* RECORDS PROVIDED
════════

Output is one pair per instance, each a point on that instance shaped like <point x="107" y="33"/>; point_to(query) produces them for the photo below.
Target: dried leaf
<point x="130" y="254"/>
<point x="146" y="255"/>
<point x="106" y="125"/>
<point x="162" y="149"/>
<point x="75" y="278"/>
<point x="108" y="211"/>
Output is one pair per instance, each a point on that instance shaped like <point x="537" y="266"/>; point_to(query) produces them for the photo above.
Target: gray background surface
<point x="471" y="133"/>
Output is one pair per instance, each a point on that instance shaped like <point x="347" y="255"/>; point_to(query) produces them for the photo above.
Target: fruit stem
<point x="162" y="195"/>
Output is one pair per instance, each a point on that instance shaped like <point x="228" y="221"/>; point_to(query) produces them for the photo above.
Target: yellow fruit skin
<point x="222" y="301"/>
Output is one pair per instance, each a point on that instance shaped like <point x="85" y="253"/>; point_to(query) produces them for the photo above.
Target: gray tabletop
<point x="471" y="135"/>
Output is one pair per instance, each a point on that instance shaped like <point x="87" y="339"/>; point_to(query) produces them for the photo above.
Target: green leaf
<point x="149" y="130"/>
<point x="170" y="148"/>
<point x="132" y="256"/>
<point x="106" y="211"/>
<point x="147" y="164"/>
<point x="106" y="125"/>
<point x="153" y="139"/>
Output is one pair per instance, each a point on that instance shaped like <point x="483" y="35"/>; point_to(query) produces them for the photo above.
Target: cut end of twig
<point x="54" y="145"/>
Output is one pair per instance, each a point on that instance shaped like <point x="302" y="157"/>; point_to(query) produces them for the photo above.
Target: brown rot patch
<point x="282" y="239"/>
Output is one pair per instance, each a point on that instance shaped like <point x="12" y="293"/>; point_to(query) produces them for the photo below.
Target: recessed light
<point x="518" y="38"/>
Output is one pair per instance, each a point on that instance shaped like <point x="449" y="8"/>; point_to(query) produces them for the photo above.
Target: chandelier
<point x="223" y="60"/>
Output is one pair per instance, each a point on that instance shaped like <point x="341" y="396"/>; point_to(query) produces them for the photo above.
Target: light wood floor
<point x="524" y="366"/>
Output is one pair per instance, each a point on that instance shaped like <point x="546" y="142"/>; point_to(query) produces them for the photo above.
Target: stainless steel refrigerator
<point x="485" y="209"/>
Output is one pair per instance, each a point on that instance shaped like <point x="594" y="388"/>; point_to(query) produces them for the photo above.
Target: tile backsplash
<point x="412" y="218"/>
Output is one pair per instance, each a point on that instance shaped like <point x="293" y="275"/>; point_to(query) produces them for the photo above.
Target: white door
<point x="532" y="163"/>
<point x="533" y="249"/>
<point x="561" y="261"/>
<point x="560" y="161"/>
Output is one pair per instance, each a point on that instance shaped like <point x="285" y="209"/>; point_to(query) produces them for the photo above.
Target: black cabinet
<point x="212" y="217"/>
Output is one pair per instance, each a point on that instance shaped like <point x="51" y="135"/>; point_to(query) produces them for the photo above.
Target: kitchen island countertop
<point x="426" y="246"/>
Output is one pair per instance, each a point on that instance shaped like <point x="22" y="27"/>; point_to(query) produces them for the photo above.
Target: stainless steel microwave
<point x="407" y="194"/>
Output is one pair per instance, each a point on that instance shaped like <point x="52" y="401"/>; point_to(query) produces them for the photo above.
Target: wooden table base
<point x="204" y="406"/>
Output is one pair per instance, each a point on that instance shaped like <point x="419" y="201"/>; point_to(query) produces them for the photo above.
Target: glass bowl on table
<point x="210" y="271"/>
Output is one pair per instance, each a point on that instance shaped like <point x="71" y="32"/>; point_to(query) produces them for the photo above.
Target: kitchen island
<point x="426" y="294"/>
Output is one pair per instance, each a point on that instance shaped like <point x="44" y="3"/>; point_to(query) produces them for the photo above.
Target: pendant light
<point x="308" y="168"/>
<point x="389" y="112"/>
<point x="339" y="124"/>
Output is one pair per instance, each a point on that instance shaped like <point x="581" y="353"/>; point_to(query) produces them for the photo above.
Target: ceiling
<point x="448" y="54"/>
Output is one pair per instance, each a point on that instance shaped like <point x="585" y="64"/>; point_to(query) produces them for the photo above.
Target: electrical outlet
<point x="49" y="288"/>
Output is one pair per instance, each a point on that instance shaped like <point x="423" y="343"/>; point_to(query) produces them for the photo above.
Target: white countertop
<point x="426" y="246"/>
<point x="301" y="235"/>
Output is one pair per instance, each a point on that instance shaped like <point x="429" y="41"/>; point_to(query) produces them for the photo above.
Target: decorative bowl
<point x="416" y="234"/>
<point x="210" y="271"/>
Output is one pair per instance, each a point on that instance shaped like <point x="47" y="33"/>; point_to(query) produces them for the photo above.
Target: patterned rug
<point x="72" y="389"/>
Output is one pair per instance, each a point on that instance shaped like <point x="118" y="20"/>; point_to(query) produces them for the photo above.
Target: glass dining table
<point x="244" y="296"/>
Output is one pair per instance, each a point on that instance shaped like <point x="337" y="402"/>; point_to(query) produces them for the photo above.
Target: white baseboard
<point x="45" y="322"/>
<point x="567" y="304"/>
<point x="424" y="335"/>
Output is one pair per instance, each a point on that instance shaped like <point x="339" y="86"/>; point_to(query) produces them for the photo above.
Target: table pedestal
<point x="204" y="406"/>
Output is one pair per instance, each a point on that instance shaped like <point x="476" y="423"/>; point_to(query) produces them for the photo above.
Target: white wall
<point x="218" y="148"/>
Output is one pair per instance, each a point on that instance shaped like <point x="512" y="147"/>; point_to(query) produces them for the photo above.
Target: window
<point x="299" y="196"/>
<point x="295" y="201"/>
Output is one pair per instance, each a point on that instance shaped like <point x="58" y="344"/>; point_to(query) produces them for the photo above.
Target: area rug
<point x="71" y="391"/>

════════

* TASK OBJECTIVE
The string "below" marks the lines to copy; report each of them from the data above.

* TASK SOLUTION
Output is one pair per instance, each a point on that instance shaped like <point x="107" y="33"/>; point_to(query) produces them for the photo below.
Output is one pair per instance, each a point on that instance shaped like <point x="12" y="293"/>; point_to(query) produces them for the photo below.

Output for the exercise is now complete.